» What is expected
Your task is to print the material below exactly as presented.
>> begin
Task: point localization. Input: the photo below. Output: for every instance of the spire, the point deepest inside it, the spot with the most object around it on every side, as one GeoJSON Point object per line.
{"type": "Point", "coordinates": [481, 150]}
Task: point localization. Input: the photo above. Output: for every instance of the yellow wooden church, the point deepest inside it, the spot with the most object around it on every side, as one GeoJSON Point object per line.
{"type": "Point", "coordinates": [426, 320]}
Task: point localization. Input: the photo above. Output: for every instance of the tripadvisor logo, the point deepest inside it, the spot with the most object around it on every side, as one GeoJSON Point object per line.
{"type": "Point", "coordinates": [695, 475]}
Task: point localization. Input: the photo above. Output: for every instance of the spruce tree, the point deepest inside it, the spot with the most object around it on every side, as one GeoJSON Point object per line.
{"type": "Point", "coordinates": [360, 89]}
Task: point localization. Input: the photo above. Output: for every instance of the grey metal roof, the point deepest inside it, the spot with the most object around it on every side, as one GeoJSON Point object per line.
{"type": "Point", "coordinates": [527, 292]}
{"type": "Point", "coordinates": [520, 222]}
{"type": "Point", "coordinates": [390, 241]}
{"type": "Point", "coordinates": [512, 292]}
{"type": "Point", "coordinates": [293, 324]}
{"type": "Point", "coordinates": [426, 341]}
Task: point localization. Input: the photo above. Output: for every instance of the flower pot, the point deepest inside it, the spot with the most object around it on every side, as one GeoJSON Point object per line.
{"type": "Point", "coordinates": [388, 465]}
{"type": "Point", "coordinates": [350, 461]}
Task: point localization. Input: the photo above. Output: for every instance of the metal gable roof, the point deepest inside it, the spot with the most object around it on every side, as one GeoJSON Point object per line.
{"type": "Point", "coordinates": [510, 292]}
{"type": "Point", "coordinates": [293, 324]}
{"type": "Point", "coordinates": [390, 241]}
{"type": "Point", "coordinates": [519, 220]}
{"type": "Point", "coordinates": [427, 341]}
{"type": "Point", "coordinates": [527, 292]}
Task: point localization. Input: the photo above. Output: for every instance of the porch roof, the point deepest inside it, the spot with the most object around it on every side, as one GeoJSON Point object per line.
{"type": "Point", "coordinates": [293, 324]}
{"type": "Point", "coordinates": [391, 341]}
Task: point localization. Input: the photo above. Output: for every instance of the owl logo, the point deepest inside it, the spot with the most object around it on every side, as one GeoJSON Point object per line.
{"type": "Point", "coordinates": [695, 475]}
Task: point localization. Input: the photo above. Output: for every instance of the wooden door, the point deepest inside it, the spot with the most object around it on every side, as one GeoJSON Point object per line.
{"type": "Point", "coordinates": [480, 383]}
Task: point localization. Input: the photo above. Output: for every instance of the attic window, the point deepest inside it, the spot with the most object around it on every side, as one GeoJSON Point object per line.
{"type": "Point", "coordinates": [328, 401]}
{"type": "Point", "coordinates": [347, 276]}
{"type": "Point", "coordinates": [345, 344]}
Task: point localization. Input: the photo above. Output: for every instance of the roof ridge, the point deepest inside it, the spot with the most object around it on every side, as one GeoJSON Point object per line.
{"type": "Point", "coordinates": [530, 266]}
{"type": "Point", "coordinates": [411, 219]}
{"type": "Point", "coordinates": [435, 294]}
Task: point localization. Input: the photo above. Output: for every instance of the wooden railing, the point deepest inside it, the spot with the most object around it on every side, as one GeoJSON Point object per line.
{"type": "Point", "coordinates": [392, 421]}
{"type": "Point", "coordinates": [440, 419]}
>> end
» Output
Task: point localization. Input: the photo below. Output: for every instance of the spire, the point deepest inside it, the spot with the most object around it on every side, as one GeoJSON Point object per line.
{"type": "Point", "coordinates": [481, 150]}
Task: point localization. Input: the photo above. Output: for every instance of the yellow wooden church, the point deepest inside it, the spot with the most object around it on every side, as one GeoJSON Point object per line.
{"type": "Point", "coordinates": [426, 320]}
Task: point localization. Input: the photo above. Output: for every instance of the tripadvisor logo, the point deepest inside it, the spot with the most object around it on every side, as one GeoJSON Point object per line.
{"type": "Point", "coordinates": [695, 475]}
Task: point localization. Input: the photo above. Output: for every instance of the spruce tree, the point deepest inside it, the spot with the most object around it on every side, as one GeoJSON Point object per line.
{"type": "Point", "coordinates": [360, 89]}
Task: point localization. Input: the photo above. Output: for every instance of the grey metal roof, the point deepest inside it, the spot with the most object around it on every side, as one GeoJSON Point object per line.
{"type": "Point", "coordinates": [527, 292]}
{"type": "Point", "coordinates": [520, 222]}
{"type": "Point", "coordinates": [390, 241]}
{"type": "Point", "coordinates": [512, 292]}
{"type": "Point", "coordinates": [293, 324]}
{"type": "Point", "coordinates": [426, 341]}
Task: point localization. Input: the photo above. Output: for every instance of the flower pot, the point deepest inside it, the spot with the most object around it on every side, as one GeoJSON Point object per line.
{"type": "Point", "coordinates": [388, 465]}
{"type": "Point", "coordinates": [350, 461]}
Task: point localization. Input: the photo above. Output: for every instance of the metal gable roof, the point deepest inside it, the spot with the most object around it on every side, as one GeoJSON Point object per line.
{"type": "Point", "coordinates": [510, 292]}
{"type": "Point", "coordinates": [293, 324]}
{"type": "Point", "coordinates": [390, 241]}
{"type": "Point", "coordinates": [519, 220]}
{"type": "Point", "coordinates": [427, 341]}
{"type": "Point", "coordinates": [527, 292]}
Task: point localization. Input: the photo above. Output: for every instance of the porch roof, the point deepest inside it, the spot with the most object around it on every side, as one GeoJSON Point object per line.
{"type": "Point", "coordinates": [293, 324]}
{"type": "Point", "coordinates": [391, 341]}
Task: point localization. Input: the photo above. Output: for every instance of the owl logo, the point deepest inside it, the spot with the most object around it on every side, as one GeoJSON Point object per line.
{"type": "Point", "coordinates": [695, 475]}
Task: point localization. Input: the photo above. Output: for every instance of the wooden door, the point deepest inside it, the spot with the most object around it on every side, as one GeoJSON Point object per line.
{"type": "Point", "coordinates": [480, 383]}
Task: point localization. Input: the photo above. Output: for every instance of the attic window, the point deepest inside it, the spot with the most object around it on every side, as one GeoJSON Point object per line.
{"type": "Point", "coordinates": [328, 401]}
{"type": "Point", "coordinates": [347, 276]}
{"type": "Point", "coordinates": [345, 344]}
Task: point localization. Input: the photo above. Output: for every instance of the roof ridge, the point deepest inside it, the spot with the most object around it on every side, as one GeoJSON Point object per line.
{"type": "Point", "coordinates": [530, 266]}
{"type": "Point", "coordinates": [411, 219]}
{"type": "Point", "coordinates": [435, 294]}
Task: point localization. Input: the photo above. Output: for every instance of the wooden railing, the point deepest inside it, the spot with the most object around it on every side, as one GeoJSON Point object per line.
{"type": "Point", "coordinates": [392, 421]}
{"type": "Point", "coordinates": [440, 419]}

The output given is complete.